(Point annotation records)
-.-.-
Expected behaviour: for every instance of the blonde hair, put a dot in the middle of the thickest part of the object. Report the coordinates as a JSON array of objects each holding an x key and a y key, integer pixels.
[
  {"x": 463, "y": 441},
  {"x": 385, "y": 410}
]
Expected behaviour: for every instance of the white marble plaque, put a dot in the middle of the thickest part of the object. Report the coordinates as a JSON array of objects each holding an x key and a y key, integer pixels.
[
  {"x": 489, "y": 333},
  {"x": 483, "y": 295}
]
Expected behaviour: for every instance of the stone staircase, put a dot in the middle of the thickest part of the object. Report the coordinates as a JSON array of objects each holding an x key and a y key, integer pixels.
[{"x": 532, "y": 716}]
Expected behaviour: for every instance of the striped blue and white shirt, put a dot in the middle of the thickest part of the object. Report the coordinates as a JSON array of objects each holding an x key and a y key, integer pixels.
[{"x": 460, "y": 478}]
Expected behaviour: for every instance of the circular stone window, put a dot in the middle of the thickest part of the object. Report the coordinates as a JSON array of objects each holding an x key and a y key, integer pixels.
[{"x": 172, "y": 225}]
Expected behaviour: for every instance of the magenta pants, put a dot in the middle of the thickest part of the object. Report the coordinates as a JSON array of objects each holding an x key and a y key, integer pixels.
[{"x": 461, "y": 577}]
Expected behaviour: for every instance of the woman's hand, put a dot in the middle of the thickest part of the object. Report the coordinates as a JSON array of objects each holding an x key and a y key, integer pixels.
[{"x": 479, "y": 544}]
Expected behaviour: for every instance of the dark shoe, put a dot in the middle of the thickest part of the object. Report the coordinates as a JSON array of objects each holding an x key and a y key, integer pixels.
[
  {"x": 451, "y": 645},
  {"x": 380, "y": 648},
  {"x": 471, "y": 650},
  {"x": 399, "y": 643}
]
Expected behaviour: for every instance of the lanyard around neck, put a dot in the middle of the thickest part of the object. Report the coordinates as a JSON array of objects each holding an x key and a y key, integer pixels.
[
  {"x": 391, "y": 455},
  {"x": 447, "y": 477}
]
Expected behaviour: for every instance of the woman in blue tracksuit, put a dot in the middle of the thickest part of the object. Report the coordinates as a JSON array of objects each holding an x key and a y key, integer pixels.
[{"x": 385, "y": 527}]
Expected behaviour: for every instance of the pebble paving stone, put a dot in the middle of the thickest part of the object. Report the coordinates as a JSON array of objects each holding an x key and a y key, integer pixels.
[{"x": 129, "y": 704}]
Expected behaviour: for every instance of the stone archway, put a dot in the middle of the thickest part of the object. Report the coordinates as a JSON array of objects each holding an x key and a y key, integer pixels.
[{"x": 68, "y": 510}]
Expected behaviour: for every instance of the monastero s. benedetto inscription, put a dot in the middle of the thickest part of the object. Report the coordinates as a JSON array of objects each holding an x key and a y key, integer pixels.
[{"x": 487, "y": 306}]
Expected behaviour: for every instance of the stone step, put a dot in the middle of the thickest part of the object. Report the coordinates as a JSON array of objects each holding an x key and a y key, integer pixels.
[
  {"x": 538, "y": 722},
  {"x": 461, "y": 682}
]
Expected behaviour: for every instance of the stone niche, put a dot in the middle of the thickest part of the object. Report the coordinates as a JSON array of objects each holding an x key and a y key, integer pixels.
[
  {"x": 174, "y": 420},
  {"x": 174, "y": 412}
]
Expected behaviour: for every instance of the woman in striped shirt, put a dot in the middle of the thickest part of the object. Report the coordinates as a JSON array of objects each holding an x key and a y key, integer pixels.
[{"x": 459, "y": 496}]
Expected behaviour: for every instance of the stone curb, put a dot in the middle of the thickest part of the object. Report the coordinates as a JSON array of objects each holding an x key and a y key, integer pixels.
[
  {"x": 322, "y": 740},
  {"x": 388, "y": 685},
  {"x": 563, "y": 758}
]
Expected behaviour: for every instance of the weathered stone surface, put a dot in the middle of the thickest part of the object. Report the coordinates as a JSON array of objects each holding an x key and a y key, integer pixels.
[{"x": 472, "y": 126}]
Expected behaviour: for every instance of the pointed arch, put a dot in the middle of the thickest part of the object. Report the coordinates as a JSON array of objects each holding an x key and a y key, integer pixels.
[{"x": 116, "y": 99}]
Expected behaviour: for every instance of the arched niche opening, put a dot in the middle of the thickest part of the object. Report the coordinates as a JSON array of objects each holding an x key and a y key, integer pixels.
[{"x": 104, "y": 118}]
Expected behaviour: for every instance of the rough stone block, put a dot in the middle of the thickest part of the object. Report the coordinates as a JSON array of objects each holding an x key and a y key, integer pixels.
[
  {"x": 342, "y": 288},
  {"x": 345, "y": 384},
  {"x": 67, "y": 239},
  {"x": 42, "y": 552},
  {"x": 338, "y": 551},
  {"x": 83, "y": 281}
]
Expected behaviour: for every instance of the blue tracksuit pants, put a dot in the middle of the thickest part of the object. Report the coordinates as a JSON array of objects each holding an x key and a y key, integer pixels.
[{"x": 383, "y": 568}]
-.-.-
■ Exercise brief
Reproduce every entry above, swapping "thickest part" for "widest part" at each occurrence and leaving all other text unchanged.

■ Result
Expected behaviour: for every instance of the blonde hair, put a dot in the middle of the widest part of the object. Report the coordinates as a JSON array of objects each holding an x key and a y key, integer pixels.
[
  {"x": 463, "y": 441},
  {"x": 385, "y": 410}
]
Expected behaviour: for every instance of the white marble plaque, put a dot in the middle of the widest part of the object. Report the coordinates as a JSON array of objects each holding an x key and a y key, integer pixels.
[
  {"x": 489, "y": 333},
  {"x": 483, "y": 295}
]
Expected behaviour: for every instance of the stone staircase, put a dot in the middle of the widest part of the object. Report the coordinates as a JSON array of objects each holding an x key and a y key, integer pixels.
[{"x": 532, "y": 716}]
Expected behaviour: for every instance of the striped blue and white shirt, put a dot in the middle of the widest part of the object. Report the coordinates as a JSON array of objects each holding an x key and a y key, integer pixels.
[{"x": 460, "y": 478}]
Expected behaviour: for every instance of the circular stone window, put a dot in the middle of the widest part of the object. Report the coordinates as a JSON array of objects each holding an x key and a y key, integer pixels.
[{"x": 172, "y": 225}]
Expected behaviour: for every instance of the magenta pants, put a dot in the middle of the widest part of the object. Report the coordinates as a JSON array of objects each holding an x key and a y key, integer pixels.
[{"x": 461, "y": 577}]
Expected behaviour: for every instance of the woman's hand, put a dot in the middle of the widest part of the object. Report the coordinates as a JSON array of objects each holding an x key and a y key, integer pixels.
[{"x": 479, "y": 544}]
Expected behaviour: for every instance of the dark shoe, put a dot in the middle of the widest part of the object. Report the coordinates as a JSON array of objects each holding an x key and a y key, integer pixels.
[
  {"x": 451, "y": 645},
  {"x": 380, "y": 648},
  {"x": 471, "y": 650},
  {"x": 399, "y": 643}
]
Expected behaviour: for every instance of the lanyard around neck, put a dot in the middle of the widest part of the object. Report the coordinates as a JSON array of objects each holding an x key and a y key, integer pixels.
[
  {"x": 391, "y": 455},
  {"x": 447, "y": 477}
]
Expected behaviour: for every instance of the woman in blue tracksuit, put a dot in the middle of the widest part of the object. Report the coordinates as a JSON array of objects each holding an x key and a y key, integer pixels.
[{"x": 385, "y": 527}]
Expected behaviour: for every instance of the pebble paving stone, put a dot in the middle of the widest part of the object. Report the coordinates as a JSON array of objects each holding an x key and a y key, integer pixels.
[{"x": 129, "y": 704}]
Expected behaviour: for every instance of the stone archway, put a dot in the middle of the widest part of the object. Report the coordinates as a JSON array of objects each holding an x key and a y key, integer pixels.
[{"x": 68, "y": 510}]
Expected behaviour: for every instance of the monastero s. benedetto inscription, put a dot in the middle of the widest part of the object. Report the coordinates as a JSON array of objects each holding an x key and a y key, integer pixels.
[{"x": 487, "y": 306}]
Expected behaviour: for every instance of the stone step, put a dot in the middle of the widest part of the object. Report the coordinates as a JSON array of objects each holding an x key and a y key, integer pixels.
[
  {"x": 538, "y": 722},
  {"x": 461, "y": 682}
]
Expected behaviour: for every instance of the stone niche, put a dot in the middle of the widest part of the object. Report the coordinates as a JSON array of objects each holding an x key and a y key, integer pixels.
[
  {"x": 174, "y": 420},
  {"x": 174, "y": 412}
]
Expected behaviour: for every instance of the woman in striped shirt, put a dot in the middle of the widest part of the object. Report the coordinates as a JSON array of objects each holding an x key and a y key, integer pixels.
[{"x": 459, "y": 496}]
Expected behaviour: for every instance of the stone curb, put a dot in the middle of the widest part of the object. Report the coordinates as a JSON array of objects each holding an x key and a y key, integer pixels.
[
  {"x": 322, "y": 740},
  {"x": 388, "y": 685},
  {"x": 563, "y": 758}
]
Expected behaviour: for every instance of the weathered stone surface, put a dot in the middle of the widest part of the object. Report the coordinates as a JSON array of objects each holding an x key and a y key, integer pixels.
[{"x": 472, "y": 126}]
Expected behaviour: for every instance of the pointed arch, put a dot in the middle of the widest part of the object. Report the coordinates as a JSON array of objects each holding an x key and a y key, integer pixels.
[{"x": 116, "y": 99}]
Expected behaviour: for every instance of the arched niche opening, put a dot in the middle of the widest part of the object. Report the coordinates as a JSON array of objects each holding an x key and a y key, integer pixels.
[{"x": 104, "y": 118}]
Expected behaviour: for every instance of the rough stone block, put a dot in the middle of the widest part of the object. Report the coordinates as a JSON array of objects each holding an x key and a y key, integer pixels.
[
  {"x": 342, "y": 288},
  {"x": 345, "y": 384},
  {"x": 67, "y": 239},
  {"x": 42, "y": 552},
  {"x": 338, "y": 551},
  {"x": 83, "y": 281}
]
Expected behaviour: for every instance of the blue tracksuit pants, put a dot in the middle of the widest part of the object. Report the coordinates as a JSON array of objects each holding an x key and a y key, integer pixels.
[{"x": 383, "y": 568}]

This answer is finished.